Source records:
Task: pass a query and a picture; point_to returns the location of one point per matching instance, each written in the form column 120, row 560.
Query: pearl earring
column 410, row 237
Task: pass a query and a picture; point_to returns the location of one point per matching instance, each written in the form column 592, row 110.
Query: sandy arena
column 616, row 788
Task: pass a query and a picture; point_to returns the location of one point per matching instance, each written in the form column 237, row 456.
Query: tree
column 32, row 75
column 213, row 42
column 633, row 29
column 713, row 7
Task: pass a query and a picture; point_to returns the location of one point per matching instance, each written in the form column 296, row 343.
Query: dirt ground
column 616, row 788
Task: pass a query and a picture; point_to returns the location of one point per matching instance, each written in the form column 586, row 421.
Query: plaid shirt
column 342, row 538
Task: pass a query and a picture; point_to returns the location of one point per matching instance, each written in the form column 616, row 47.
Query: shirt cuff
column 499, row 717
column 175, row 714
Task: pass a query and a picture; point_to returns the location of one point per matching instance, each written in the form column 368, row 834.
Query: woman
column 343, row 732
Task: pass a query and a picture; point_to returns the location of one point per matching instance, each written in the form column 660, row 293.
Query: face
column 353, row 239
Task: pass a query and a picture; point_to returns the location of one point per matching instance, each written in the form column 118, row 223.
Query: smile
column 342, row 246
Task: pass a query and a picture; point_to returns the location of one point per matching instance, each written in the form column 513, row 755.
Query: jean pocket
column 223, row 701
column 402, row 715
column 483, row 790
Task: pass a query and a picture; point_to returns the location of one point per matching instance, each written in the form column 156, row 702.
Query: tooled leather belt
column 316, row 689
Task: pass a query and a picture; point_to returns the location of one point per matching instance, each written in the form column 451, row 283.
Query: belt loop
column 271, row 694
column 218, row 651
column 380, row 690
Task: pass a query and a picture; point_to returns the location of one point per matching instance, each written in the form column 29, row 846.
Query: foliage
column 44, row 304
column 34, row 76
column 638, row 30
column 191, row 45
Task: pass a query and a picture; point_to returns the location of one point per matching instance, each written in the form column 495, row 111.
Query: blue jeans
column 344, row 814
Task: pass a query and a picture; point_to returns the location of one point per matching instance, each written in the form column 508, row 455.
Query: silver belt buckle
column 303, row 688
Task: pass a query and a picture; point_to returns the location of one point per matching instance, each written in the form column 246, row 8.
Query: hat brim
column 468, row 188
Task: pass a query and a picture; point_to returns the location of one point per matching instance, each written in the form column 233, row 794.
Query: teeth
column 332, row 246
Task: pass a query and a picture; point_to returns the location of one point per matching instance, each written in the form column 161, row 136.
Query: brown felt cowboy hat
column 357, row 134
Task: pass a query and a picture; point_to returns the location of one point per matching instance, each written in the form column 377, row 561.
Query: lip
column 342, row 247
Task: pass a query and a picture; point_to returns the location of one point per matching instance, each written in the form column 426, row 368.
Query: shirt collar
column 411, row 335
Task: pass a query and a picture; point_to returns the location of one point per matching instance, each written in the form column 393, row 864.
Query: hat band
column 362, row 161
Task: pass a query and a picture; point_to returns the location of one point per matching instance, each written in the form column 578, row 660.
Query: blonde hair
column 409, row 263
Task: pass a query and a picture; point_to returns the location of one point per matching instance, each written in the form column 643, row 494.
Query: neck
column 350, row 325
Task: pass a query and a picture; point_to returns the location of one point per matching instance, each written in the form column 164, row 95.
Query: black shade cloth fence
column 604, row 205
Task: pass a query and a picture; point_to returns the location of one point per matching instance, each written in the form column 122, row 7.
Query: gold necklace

Exercise objective
Please print all of the items above again, with every line unchanged.

Response
Task: pass a query and a picture; point_to returns the location of one point per matching instance, each written in the form column 120, row 560.
Query: pearl earring
column 410, row 237
Task: pass a query and a picture; point_to returns the location of one point per matching instance, each written in the form column 592, row 110.
Query: sandy arena
column 616, row 788
Task: pass a query and a picture; point_to returns the location of one point per matching instance, each written in the form column 237, row 456.
Query: tree
column 32, row 75
column 213, row 42
column 633, row 29
column 713, row 7
Task: pass a query and a picture; point_to returns the location of one point per matching instance, each written in the form column 296, row 343.
Query: dirt ground
column 616, row 788
Task: pass a query and a picture; point_to returns the location of one point per matching instance, each written in the form column 586, row 421.
Query: plaid shirt
column 342, row 538
Task: pass a query and a picture; point_to returns the location of one point per matching instance, each written in the form column 616, row 47.
Query: shirt cuff
column 499, row 717
column 175, row 714
Task: pass a query and a picture; point_to returns the location of one point per matching instance, each written in the form column 368, row 834.
Query: woman
column 343, row 732
Task: pass a query and a picture; point_to returns the location of one point per matching instance, each written in the form column 660, row 293.
Query: face
column 353, row 239
Task: pass a query and a picture; point_to returns the location of one point per matching instance, each written in the form column 118, row 223.
Query: smile
column 342, row 246
Task: pass a query and a picture; point_to returns the location of one point per matching instance, each written in the form column 513, row 755.
Query: jean pocket
column 223, row 701
column 402, row 715
column 483, row 790
Task: pass a query and a picture; point_to returns the location of one point per matching instance, each written in the form column 156, row 702.
Query: tooled leather belt
column 316, row 689
Task: pass a query and a picture; point_to returns the location of one point per matching instance, each written in the form column 451, row 283.
Query: belt loop
column 271, row 694
column 218, row 651
column 380, row 690
Task: pass a query and a picture; point_to returns the location of one point per matching instance, each written in the form column 29, row 846.
Query: foliage
column 44, row 304
column 34, row 76
column 638, row 30
column 191, row 45
Task: pass a query and a picture; point_to returns the location of one point per matching instance, each written in the form column 495, row 111.
Query: blue jeans
column 344, row 814
Task: pass a query and a picture; point_to returns the location of one point per matching instance, each written in the form column 508, row 455.
Query: silver belt buckle
column 303, row 688
Task: pass a query and a picture; point_to returns the location of one point per matching instance, each written in the form column 246, row 8.
Query: hat brim
column 468, row 188
Task: pass a query and a picture; point_to returns the location of one point per matching instance, each written in the form column 233, row 794.
Query: teeth
column 332, row 246
Task: pass a query and a picture; point_to returns the location of one point per matching instance, each written in the form column 161, row 136.
Query: brown felt cowboy hat
column 357, row 134
Task: pass a query and a picture; point_to returns the location of one point per matching instance, each written in the form column 377, row 561.
Query: lip
column 342, row 247
Task: pass a query and a picture; point_to returns the location of one point per matching instance, each written in the form column 426, row 368.
Query: shirt collar
column 411, row 335
Task: pass a query and a picture; point_to returns the location of one point per matching instance, each written in the form column 393, row 864.
Query: hat band
column 362, row 161
Task: pass a query and a picture; point_to returns the location of one point per matching instance, each written in the form column 578, row 660.
Query: blonde hair
column 409, row 263
Task: pass a query and a picture; point_to returns the location of one point per matching instance, each written in the form column 643, row 494.
Query: neck
column 350, row 325
Task: pass a query and a picture; point_to returns the location of one point per matching instance, each written in the form column 164, row 95.
Query: black shade cloth fence
column 604, row 205
Task: pass a query and a picture; point_to returns the location of one point per matching instance, each written in the form column 122, row 7.
Query: gold necklace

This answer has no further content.